§ GIVEN TASK
Copy the records word for word, starting at the very beginning and ending after the line that contains "365 195 L 358".

Entries from a dataset:

-- START --

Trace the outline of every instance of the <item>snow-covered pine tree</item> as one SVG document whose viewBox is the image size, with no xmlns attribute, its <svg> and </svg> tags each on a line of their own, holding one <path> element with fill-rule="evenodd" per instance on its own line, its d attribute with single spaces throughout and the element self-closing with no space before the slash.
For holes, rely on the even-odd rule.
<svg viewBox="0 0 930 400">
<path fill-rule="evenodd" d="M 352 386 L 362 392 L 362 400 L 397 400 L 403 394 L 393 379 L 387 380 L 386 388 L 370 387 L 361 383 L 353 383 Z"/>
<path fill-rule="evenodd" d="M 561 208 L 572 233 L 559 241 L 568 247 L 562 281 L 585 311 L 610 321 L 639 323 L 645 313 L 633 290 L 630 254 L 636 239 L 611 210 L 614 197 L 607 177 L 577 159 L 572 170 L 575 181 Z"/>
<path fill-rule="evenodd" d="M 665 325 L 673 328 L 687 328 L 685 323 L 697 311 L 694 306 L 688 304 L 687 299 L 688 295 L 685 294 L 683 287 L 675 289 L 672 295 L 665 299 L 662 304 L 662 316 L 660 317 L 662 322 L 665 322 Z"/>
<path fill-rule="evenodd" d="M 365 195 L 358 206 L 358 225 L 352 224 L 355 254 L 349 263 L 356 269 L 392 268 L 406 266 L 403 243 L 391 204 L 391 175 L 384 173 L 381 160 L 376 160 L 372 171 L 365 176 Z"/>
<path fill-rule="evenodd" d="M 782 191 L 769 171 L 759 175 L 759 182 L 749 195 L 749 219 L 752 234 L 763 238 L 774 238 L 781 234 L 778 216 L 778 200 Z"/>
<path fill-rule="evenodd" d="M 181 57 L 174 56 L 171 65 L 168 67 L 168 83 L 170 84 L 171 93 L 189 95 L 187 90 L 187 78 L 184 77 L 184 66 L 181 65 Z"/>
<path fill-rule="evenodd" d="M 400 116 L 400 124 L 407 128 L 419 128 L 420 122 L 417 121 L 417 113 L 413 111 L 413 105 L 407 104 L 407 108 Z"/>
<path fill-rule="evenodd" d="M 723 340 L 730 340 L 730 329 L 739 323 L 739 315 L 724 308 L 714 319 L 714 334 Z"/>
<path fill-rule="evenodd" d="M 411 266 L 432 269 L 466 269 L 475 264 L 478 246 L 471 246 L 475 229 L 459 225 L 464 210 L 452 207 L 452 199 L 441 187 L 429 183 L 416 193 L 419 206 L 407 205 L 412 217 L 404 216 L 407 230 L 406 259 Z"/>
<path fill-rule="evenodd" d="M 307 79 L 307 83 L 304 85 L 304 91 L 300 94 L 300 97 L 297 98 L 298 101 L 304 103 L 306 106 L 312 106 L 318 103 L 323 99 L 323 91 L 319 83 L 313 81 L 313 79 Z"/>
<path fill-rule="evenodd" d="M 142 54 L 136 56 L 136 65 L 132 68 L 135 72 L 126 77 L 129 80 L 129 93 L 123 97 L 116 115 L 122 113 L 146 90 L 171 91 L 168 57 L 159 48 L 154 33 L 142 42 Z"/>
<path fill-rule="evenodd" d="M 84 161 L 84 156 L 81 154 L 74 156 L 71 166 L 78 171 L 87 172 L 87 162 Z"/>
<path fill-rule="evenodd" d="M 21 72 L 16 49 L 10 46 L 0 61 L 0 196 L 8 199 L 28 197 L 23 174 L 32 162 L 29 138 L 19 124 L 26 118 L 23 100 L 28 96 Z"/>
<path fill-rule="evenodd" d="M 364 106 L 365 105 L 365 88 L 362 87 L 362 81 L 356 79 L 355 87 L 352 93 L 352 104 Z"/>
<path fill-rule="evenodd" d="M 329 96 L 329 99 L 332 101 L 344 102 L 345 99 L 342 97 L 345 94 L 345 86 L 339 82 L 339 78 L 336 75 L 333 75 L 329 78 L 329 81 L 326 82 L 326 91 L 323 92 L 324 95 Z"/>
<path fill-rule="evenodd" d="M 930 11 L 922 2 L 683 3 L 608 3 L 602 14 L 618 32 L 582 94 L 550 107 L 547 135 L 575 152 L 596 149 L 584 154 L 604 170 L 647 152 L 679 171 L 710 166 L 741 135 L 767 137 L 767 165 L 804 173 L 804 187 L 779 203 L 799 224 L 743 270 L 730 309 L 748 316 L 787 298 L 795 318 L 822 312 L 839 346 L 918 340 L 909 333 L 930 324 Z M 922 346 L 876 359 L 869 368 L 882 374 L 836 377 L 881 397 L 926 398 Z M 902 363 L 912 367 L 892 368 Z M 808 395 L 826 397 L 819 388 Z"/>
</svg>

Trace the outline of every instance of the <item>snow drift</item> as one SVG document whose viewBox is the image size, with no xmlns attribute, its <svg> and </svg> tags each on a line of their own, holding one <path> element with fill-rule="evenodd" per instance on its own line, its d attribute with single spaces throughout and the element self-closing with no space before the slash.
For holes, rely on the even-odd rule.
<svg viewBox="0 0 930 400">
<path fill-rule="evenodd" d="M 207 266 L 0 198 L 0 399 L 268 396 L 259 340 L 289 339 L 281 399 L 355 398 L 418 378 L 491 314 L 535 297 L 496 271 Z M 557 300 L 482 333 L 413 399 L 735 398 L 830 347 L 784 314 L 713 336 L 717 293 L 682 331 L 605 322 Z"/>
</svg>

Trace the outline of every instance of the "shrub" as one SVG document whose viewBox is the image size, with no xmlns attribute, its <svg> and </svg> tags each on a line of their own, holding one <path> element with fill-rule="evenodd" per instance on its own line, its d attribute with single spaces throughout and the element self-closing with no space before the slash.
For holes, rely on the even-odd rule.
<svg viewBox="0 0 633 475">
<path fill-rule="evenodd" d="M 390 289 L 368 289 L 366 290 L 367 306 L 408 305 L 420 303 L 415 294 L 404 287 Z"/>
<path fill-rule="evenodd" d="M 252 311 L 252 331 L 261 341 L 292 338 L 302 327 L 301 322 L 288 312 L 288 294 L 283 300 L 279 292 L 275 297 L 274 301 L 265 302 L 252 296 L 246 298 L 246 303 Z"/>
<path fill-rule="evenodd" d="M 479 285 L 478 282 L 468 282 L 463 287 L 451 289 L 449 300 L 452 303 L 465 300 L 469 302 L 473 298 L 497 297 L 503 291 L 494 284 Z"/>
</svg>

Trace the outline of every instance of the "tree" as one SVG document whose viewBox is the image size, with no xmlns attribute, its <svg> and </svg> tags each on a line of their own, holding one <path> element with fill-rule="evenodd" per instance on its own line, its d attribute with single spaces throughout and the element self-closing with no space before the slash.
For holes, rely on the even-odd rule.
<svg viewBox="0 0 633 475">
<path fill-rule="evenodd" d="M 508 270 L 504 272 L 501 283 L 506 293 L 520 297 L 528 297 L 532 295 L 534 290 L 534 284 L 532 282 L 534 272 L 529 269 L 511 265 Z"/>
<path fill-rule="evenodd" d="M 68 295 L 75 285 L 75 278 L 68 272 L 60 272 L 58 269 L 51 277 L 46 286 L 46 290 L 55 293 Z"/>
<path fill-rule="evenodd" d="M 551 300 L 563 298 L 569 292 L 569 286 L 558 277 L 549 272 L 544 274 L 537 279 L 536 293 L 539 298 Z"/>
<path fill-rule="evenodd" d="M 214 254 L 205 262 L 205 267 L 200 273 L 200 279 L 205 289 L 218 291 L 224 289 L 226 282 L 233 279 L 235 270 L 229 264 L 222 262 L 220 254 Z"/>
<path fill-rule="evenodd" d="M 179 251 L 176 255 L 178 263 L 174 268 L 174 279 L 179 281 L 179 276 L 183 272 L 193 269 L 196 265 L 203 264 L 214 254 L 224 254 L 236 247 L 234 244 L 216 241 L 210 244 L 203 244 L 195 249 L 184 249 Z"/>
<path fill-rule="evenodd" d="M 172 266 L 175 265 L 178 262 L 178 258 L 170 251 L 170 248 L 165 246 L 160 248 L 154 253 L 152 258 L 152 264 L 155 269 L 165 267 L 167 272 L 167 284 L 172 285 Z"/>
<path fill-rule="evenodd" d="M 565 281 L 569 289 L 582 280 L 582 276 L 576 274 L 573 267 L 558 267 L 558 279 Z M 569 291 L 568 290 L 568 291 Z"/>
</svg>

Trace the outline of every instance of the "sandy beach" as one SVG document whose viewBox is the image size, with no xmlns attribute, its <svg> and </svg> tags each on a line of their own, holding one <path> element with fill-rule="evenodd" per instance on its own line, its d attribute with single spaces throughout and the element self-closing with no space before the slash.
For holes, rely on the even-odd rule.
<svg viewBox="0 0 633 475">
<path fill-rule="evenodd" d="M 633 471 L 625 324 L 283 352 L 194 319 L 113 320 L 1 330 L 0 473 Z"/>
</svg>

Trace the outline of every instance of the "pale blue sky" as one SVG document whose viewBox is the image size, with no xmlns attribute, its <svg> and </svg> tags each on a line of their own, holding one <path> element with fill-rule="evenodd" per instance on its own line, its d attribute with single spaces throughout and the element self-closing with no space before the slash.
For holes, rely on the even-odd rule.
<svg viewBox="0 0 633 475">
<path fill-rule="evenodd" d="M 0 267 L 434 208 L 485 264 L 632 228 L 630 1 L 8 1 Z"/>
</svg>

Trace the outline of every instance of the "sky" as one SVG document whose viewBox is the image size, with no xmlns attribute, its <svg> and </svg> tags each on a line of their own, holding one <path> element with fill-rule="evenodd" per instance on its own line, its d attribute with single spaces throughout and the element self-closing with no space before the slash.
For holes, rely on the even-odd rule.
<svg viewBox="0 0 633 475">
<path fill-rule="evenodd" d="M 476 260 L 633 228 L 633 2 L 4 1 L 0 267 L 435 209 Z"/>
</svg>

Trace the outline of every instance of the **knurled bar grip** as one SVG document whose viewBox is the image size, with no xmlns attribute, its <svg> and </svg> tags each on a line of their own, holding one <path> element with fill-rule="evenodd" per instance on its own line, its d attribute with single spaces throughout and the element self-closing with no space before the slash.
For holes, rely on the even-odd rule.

-- END --

§ TASK RESULT
Trace the outline of every instance of the <item>snow-covered pine tree</item> as one SVG document whose viewBox is the image size, with no xmlns attribute, its <svg> and </svg> tags each on a line of their own, holding one <path> element with fill-rule="evenodd" per instance on its own line, its d attribute with single spaces throughout and the element self-closing with no space before the slash.
For holes, rely on the even-odd rule.
<svg viewBox="0 0 930 400">
<path fill-rule="evenodd" d="M 352 386 L 362 392 L 362 400 L 397 400 L 403 394 L 393 379 L 387 380 L 386 388 L 370 387 L 361 383 L 353 383 Z"/>
<path fill-rule="evenodd" d="M 561 208 L 572 233 L 559 241 L 568 247 L 562 281 L 585 311 L 610 321 L 639 323 L 645 313 L 633 290 L 630 254 L 636 239 L 611 210 L 614 197 L 607 177 L 577 159 L 572 170 L 575 181 Z"/>
<path fill-rule="evenodd" d="M 665 325 L 673 328 L 687 328 L 685 323 L 697 311 L 694 306 L 688 304 L 687 299 L 688 295 L 685 294 L 683 287 L 675 289 L 672 295 L 665 299 L 662 304 L 662 316 L 660 317 L 662 322 L 665 322 Z"/>
<path fill-rule="evenodd" d="M 365 195 L 358 206 L 358 225 L 352 224 L 355 254 L 349 263 L 356 269 L 392 268 L 406 266 L 403 243 L 391 204 L 391 175 L 384 173 L 381 160 L 376 160 L 372 171 L 365 176 Z"/>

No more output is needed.